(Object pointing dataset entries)
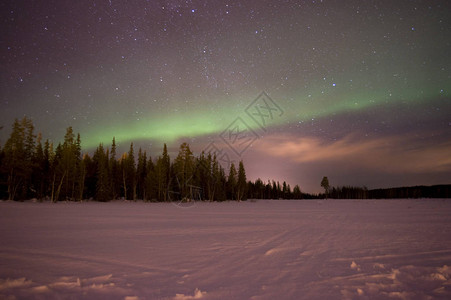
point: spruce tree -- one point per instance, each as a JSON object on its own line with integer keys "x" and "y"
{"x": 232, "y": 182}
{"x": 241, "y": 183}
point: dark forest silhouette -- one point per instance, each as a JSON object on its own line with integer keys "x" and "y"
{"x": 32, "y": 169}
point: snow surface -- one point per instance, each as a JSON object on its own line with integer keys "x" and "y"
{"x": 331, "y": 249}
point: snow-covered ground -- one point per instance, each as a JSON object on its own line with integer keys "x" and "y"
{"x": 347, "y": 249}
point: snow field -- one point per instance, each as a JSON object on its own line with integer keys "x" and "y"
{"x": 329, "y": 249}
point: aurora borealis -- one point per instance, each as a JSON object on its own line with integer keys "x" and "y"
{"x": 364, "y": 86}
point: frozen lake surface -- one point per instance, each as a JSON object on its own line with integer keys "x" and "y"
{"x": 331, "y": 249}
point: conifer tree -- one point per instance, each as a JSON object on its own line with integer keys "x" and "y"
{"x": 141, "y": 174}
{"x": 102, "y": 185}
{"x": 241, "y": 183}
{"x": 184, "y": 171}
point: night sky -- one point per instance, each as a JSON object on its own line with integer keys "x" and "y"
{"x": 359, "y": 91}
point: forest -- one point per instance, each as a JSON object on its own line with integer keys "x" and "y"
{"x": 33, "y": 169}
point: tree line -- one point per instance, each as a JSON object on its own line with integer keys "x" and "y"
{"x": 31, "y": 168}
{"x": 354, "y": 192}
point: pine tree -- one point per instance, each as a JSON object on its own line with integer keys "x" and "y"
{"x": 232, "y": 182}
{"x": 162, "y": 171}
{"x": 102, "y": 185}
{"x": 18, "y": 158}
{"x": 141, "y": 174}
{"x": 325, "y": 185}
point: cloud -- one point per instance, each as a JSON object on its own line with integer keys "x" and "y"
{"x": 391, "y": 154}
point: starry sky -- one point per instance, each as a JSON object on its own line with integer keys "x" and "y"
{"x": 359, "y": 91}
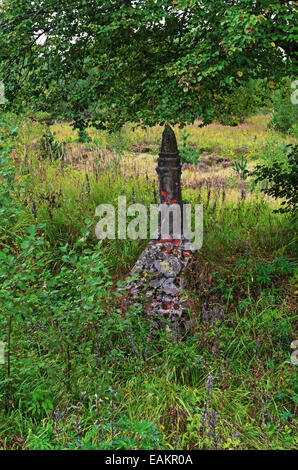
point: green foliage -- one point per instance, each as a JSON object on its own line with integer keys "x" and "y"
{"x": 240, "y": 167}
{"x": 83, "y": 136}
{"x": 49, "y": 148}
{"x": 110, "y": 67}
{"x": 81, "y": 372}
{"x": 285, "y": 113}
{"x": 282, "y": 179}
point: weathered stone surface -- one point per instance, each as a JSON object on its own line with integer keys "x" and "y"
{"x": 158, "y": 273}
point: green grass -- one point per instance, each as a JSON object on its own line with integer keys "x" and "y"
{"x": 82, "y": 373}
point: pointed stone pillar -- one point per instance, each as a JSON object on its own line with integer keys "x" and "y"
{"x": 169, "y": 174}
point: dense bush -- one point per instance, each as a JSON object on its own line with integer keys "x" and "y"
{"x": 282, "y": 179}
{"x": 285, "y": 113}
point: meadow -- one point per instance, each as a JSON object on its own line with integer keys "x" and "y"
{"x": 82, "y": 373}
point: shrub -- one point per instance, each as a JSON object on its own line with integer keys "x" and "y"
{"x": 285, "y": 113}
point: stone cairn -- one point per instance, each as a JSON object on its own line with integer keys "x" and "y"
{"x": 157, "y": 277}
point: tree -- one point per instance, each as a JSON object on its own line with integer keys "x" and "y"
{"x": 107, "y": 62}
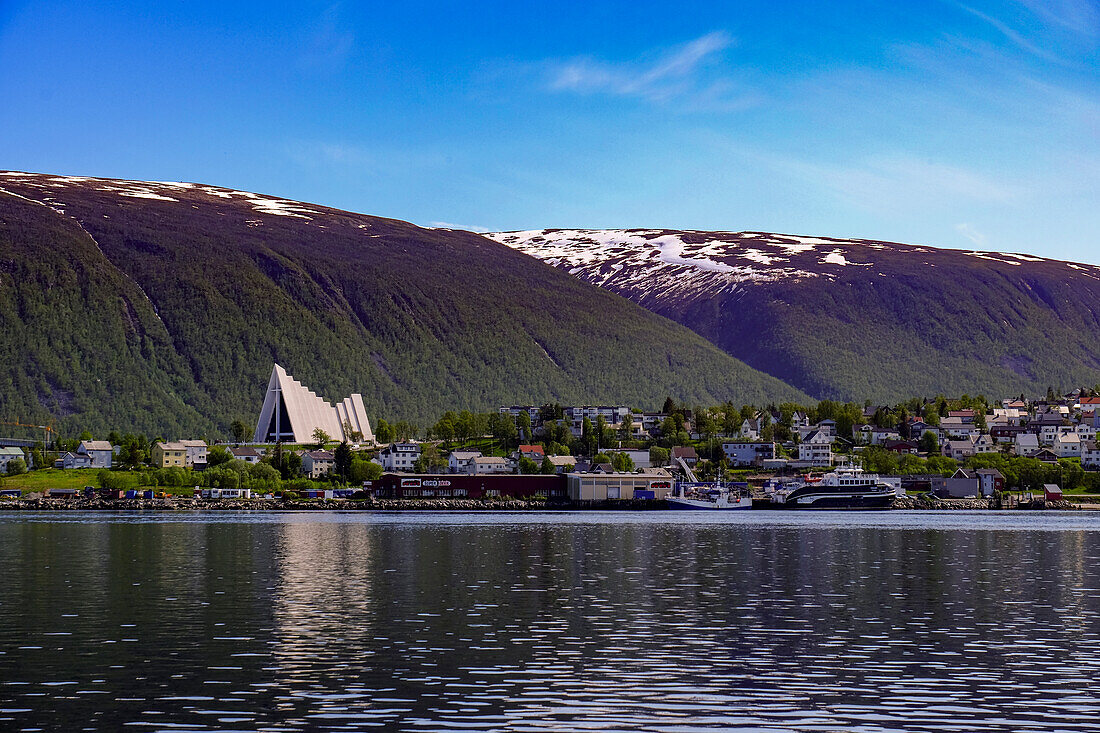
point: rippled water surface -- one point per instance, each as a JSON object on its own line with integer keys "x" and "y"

...

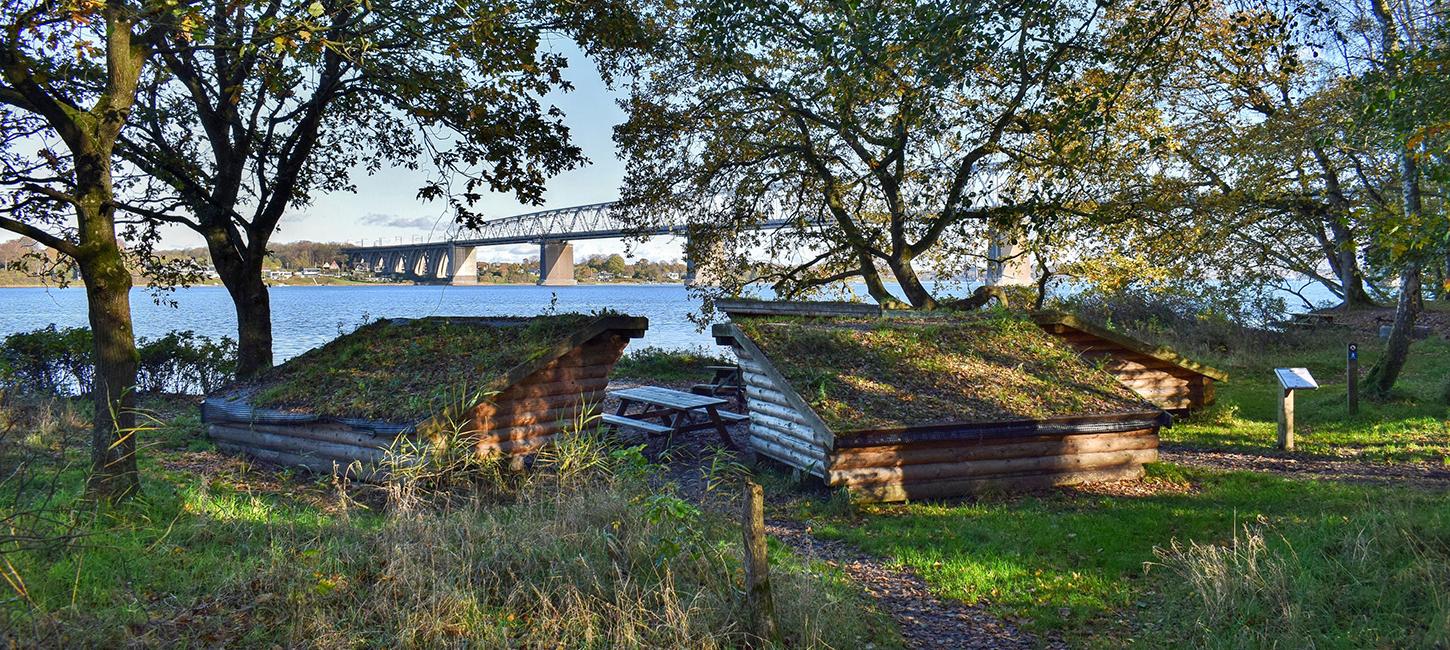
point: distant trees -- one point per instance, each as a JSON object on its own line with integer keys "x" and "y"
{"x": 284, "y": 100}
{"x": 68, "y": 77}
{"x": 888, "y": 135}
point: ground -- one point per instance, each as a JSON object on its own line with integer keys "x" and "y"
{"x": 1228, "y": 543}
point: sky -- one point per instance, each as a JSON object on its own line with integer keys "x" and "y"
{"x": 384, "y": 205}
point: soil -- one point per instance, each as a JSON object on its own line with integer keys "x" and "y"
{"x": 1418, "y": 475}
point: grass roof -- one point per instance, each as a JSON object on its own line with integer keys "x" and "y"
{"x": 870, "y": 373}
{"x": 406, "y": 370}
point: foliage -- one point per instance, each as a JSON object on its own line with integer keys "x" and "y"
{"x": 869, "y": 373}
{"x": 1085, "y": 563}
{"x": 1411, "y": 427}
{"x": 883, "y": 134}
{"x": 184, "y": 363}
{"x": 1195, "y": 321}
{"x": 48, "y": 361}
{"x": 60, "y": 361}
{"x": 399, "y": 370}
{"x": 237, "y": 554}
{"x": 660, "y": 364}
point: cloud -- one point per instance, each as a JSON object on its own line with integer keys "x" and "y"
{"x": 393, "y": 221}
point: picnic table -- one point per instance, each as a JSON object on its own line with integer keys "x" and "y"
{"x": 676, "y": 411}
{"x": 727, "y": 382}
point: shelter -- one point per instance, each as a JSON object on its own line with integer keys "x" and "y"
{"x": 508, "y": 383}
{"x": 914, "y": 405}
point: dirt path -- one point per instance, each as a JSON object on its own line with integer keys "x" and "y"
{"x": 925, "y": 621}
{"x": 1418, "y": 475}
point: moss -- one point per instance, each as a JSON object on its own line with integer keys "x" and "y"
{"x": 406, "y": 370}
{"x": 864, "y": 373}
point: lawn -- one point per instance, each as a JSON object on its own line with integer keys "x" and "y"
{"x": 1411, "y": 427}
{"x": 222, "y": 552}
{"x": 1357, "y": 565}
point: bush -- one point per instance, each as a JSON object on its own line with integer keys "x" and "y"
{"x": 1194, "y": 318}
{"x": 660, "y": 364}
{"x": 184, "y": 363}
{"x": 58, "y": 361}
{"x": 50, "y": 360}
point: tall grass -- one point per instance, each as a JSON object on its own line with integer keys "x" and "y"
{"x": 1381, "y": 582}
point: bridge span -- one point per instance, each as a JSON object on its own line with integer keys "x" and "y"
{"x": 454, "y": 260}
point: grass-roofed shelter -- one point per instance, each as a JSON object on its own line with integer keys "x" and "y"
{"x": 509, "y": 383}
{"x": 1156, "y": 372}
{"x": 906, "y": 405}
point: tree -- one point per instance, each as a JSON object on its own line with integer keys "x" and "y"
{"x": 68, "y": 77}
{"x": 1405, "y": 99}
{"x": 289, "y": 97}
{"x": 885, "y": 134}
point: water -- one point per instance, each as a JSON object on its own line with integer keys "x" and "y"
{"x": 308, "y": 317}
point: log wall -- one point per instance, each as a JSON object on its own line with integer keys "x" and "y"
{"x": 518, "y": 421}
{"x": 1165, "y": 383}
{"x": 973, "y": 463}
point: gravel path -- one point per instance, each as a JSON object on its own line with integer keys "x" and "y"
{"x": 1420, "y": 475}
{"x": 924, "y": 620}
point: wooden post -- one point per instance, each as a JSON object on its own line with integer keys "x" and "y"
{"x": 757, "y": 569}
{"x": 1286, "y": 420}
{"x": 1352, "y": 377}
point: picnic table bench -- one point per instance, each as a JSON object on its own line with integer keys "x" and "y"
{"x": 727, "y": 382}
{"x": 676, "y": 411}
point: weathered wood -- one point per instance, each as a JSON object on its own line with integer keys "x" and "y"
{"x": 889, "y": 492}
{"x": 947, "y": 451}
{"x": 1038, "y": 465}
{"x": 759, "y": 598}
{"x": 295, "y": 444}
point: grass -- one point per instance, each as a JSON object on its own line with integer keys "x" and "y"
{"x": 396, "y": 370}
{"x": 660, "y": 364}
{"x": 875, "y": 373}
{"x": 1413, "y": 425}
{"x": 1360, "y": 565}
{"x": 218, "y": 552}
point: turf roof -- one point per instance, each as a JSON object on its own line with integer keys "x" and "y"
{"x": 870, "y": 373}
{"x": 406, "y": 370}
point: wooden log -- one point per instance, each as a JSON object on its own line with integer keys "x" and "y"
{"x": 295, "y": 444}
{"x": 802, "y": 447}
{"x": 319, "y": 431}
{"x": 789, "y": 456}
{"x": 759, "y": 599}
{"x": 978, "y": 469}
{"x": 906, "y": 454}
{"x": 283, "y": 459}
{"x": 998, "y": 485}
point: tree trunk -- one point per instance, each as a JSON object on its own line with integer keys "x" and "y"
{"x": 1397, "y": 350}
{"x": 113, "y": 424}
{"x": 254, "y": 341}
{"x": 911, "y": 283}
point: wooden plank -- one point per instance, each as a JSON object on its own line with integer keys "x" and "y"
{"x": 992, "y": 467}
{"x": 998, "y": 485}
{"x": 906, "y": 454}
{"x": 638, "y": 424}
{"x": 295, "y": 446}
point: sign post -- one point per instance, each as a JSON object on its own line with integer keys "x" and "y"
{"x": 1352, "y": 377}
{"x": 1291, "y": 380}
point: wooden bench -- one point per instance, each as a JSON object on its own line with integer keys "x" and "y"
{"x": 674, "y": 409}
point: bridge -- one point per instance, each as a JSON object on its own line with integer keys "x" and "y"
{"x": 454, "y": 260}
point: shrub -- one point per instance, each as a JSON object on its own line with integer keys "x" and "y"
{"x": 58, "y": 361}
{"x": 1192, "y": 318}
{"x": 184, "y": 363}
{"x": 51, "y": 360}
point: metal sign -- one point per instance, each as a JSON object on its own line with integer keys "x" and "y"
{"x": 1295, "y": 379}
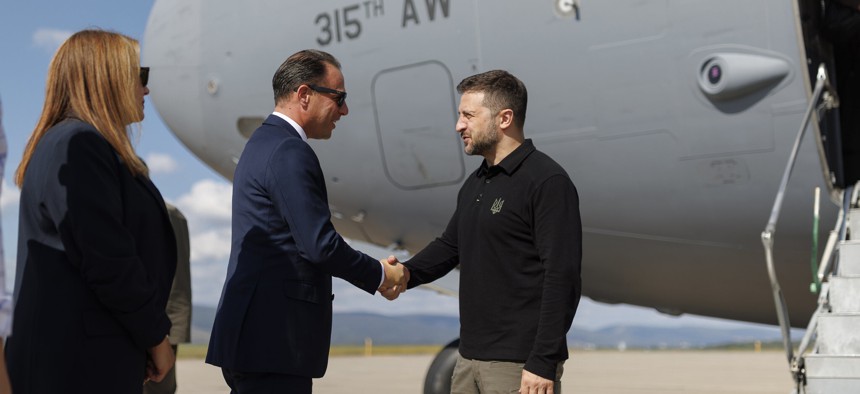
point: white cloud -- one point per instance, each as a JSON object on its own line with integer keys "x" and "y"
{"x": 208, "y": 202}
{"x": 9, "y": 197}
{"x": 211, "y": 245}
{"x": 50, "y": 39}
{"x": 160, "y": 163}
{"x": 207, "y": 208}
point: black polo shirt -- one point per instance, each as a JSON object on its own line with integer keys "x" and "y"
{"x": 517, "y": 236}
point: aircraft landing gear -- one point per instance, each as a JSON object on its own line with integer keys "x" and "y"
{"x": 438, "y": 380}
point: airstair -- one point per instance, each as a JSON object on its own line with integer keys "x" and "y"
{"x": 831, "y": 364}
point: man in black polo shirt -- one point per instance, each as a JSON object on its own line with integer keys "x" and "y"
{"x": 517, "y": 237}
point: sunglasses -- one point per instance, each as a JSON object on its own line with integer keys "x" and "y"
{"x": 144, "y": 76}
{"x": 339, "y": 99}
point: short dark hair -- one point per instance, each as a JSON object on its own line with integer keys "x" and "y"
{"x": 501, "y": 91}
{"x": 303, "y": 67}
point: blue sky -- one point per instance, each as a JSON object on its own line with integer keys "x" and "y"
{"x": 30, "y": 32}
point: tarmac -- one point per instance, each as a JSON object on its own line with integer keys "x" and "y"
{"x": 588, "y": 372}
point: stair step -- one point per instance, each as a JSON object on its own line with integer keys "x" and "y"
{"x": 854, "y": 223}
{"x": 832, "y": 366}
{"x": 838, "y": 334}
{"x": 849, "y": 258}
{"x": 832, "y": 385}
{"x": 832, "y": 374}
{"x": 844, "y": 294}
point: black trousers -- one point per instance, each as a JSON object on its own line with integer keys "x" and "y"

* _EXERCISE OBJECTIVE_: List every line in the entries above that contains the word "green".

* _FULL RESPONSE_:
point: green foliage -- one point per instance, each as a JSON object on its own line with integer keys "x" and "y"
point: green grass -- one point per instance, each as a JSON object on its own line with integer keys "x" and "y"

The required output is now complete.